What the task requires: Give again, word for word, every line in the entries below from the line with "Find the wheel" up to and including the line with "like (464, 183).", and no other line.

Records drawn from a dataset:
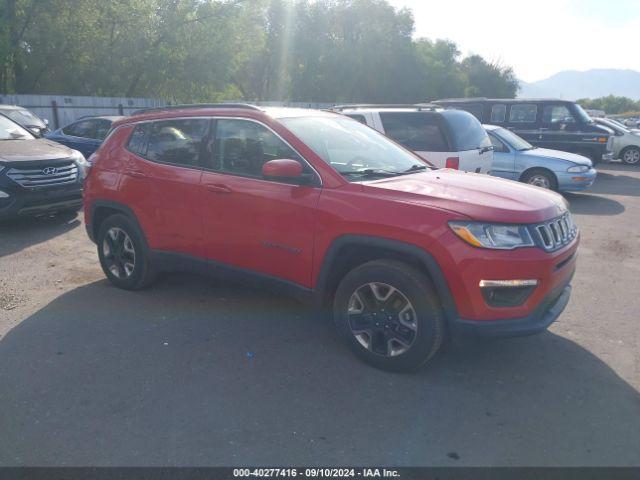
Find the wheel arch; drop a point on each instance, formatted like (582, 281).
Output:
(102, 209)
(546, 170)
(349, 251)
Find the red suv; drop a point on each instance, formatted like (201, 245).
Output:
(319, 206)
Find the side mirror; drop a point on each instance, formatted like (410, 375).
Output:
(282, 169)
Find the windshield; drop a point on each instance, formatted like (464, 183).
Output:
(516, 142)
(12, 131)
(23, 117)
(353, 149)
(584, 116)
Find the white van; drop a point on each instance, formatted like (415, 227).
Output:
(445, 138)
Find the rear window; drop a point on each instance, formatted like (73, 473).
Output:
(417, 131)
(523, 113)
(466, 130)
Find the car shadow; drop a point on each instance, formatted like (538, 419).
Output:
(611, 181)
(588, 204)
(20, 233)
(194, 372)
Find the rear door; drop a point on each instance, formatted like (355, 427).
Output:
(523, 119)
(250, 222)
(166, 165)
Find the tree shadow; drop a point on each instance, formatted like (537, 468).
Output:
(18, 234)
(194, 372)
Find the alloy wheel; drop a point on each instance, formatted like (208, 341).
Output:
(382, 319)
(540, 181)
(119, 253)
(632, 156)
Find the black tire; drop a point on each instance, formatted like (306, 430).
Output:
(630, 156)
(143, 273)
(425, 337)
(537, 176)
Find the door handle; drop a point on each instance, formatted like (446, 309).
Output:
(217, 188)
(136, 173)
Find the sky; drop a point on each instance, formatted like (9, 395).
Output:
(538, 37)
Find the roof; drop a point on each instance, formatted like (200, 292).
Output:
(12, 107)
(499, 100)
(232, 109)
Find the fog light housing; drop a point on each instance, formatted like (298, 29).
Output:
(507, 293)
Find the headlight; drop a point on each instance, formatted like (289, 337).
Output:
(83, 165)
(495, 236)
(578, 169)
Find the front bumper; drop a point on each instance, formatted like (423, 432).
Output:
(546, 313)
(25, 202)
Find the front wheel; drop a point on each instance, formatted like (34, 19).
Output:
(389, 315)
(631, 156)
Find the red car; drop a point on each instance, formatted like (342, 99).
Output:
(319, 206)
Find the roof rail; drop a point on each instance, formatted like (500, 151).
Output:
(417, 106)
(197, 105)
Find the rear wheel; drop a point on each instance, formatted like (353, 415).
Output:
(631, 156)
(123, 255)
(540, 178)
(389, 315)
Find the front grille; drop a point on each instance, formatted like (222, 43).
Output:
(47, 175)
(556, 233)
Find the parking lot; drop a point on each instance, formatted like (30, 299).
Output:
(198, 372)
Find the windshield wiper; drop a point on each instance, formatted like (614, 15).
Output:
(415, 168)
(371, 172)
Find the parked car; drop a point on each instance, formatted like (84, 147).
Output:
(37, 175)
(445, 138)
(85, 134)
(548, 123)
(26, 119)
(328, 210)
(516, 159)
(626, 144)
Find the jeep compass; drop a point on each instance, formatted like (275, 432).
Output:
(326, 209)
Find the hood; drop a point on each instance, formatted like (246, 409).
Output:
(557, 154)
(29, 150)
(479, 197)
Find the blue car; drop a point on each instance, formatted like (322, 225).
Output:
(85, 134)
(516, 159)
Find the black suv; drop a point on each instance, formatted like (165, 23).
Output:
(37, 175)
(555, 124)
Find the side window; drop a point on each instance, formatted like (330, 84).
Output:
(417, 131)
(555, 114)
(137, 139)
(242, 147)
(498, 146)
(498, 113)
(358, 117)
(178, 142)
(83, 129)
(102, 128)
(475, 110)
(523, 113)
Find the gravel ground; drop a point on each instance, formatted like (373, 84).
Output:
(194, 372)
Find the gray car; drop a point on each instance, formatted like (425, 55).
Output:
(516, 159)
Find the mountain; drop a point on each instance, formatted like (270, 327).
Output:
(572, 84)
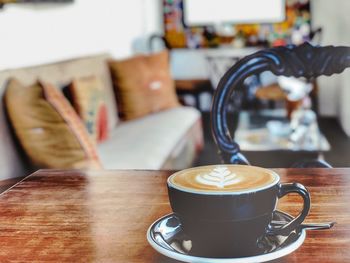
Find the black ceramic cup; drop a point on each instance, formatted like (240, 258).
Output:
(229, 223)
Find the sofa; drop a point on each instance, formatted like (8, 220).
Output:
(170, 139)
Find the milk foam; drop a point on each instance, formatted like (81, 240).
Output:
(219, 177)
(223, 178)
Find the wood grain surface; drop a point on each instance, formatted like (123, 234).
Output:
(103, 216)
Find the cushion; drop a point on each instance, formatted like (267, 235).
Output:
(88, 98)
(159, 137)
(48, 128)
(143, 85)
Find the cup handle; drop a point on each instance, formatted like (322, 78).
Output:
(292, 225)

...

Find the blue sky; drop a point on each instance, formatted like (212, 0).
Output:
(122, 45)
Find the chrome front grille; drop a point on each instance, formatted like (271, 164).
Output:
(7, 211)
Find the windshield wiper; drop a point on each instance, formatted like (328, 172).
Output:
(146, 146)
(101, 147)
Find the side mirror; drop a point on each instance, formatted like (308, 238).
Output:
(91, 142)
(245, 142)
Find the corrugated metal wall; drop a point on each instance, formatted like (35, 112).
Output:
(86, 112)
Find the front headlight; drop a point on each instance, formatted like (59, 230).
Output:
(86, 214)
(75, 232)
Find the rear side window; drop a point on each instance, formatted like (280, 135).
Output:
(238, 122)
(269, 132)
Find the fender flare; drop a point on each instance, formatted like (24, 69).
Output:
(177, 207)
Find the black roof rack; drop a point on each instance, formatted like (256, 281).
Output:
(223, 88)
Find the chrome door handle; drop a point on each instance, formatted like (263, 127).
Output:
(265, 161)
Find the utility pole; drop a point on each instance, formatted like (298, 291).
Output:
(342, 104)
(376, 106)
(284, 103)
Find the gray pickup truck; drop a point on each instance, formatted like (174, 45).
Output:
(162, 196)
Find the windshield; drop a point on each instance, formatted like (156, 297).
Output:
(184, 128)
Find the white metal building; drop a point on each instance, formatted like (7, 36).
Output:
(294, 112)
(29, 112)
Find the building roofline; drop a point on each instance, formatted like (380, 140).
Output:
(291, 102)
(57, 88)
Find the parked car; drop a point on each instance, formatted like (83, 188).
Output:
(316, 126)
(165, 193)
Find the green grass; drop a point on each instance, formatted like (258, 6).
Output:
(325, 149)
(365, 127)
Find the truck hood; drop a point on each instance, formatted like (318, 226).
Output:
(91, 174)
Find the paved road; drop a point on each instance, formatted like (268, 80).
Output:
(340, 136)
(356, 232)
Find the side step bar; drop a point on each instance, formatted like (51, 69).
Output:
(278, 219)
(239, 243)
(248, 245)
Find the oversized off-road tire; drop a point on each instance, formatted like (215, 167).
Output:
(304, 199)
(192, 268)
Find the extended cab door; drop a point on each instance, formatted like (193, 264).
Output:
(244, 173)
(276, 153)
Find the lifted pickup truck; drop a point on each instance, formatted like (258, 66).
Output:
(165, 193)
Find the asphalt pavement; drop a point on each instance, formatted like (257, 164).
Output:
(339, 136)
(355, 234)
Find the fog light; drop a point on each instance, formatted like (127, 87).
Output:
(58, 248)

Exercise result:
Find the wheel arch; drop a point on each instance, formatted like (582, 281).
Output:
(102, 209)
(546, 170)
(349, 251)
Find the red suv; drop a point on each instance, formatted like (201, 245).
Output:
(319, 206)
Find the side mirror; drop a point on each instance, formatted like (410, 375).
Output:
(282, 169)
Find the windshield; drop a point on each instance, formatted like (464, 183).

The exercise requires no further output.